Data listing ::

===

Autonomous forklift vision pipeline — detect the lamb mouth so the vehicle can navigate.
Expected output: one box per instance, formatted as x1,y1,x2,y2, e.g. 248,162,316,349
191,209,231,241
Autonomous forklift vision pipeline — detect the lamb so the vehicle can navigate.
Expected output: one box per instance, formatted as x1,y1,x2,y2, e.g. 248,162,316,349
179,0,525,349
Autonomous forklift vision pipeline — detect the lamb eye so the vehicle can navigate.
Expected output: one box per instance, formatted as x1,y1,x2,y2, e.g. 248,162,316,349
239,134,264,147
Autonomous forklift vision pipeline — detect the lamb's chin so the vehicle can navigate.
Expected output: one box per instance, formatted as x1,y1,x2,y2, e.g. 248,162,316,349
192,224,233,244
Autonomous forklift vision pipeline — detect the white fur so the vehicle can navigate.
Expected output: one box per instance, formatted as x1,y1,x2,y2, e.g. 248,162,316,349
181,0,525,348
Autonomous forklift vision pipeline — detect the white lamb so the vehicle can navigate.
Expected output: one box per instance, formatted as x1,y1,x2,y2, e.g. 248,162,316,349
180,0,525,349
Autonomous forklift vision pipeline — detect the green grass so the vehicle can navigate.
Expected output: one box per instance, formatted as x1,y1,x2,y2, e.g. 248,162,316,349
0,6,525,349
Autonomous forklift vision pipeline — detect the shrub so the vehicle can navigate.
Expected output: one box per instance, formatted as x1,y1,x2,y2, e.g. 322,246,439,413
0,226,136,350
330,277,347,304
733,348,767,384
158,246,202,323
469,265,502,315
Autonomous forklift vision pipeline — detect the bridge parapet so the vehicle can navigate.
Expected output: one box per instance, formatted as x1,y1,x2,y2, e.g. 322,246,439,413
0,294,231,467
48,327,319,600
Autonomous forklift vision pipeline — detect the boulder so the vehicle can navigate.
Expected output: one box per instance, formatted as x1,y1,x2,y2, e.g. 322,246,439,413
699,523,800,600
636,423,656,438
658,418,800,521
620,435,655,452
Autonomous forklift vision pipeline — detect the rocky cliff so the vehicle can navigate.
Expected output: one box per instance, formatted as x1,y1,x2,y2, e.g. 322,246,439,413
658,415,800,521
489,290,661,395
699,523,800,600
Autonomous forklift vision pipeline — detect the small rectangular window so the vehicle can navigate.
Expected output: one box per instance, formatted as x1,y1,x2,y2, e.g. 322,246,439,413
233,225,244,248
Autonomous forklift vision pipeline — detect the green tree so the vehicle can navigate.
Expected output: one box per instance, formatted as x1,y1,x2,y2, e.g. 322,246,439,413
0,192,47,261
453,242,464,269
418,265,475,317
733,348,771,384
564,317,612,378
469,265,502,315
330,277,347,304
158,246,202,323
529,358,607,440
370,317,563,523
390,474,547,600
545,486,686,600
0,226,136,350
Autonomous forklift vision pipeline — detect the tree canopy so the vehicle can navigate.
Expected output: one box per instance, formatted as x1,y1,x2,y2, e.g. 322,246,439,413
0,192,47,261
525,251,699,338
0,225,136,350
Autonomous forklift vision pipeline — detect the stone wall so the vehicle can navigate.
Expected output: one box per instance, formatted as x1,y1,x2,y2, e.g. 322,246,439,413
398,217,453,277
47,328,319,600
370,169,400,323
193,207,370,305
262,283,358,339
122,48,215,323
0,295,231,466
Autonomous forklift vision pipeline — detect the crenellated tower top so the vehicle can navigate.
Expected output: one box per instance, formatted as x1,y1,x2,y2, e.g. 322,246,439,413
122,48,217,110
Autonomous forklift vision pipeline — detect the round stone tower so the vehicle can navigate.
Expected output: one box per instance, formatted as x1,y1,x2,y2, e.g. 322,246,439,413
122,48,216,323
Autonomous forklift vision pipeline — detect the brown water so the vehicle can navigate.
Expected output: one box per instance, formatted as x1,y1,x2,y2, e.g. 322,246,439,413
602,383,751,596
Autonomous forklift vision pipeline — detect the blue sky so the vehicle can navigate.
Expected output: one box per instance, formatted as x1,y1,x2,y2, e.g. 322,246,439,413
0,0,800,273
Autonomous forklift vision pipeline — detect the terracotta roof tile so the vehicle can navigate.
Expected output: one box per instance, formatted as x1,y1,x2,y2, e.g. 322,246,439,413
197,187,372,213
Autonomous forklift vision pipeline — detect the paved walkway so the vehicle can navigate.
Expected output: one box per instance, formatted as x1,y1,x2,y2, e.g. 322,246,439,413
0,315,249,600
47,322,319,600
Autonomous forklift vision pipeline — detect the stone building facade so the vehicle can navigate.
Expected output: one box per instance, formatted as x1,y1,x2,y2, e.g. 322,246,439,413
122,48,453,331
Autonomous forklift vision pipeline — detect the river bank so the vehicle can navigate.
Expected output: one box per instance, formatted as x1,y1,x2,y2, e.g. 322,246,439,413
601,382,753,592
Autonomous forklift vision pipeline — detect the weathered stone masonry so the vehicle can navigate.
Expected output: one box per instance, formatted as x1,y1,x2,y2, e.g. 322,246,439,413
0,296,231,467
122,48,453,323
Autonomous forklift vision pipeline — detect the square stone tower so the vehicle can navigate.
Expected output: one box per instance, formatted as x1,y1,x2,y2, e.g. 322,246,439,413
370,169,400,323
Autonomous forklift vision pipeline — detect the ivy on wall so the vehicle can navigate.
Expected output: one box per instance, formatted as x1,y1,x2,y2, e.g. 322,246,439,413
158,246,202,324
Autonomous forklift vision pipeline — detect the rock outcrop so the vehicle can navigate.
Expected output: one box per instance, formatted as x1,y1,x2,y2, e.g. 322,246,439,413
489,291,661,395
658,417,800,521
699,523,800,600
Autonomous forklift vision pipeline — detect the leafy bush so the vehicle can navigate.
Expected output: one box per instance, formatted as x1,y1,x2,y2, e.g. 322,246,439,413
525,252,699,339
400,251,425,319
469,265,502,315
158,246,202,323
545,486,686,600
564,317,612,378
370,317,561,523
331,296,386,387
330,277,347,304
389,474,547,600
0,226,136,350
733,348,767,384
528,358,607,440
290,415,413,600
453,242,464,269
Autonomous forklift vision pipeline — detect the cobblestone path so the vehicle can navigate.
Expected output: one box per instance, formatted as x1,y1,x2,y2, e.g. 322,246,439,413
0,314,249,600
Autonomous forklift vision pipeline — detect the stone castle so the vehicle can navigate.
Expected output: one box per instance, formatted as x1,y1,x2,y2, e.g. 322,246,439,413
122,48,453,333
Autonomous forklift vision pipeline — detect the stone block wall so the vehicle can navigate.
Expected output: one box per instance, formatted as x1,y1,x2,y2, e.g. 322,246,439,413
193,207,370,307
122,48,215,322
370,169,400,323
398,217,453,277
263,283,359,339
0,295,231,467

===

Prompt :: Reproduce only the records from the line with "Autonomous forklift vision pipeline — detect the blue" up to and including the line with "0,0,800,273", with "blue sky" changed to "cloudless sky" and nothing else altered.

Worked answer ::
Autonomous forklift vision pipeline — detect the cloudless sky so the vehicle can navigate.
Expected output: one box per instance, formatted as x1,y1,x2,y2, e.g. 322,246,439,413
0,0,800,273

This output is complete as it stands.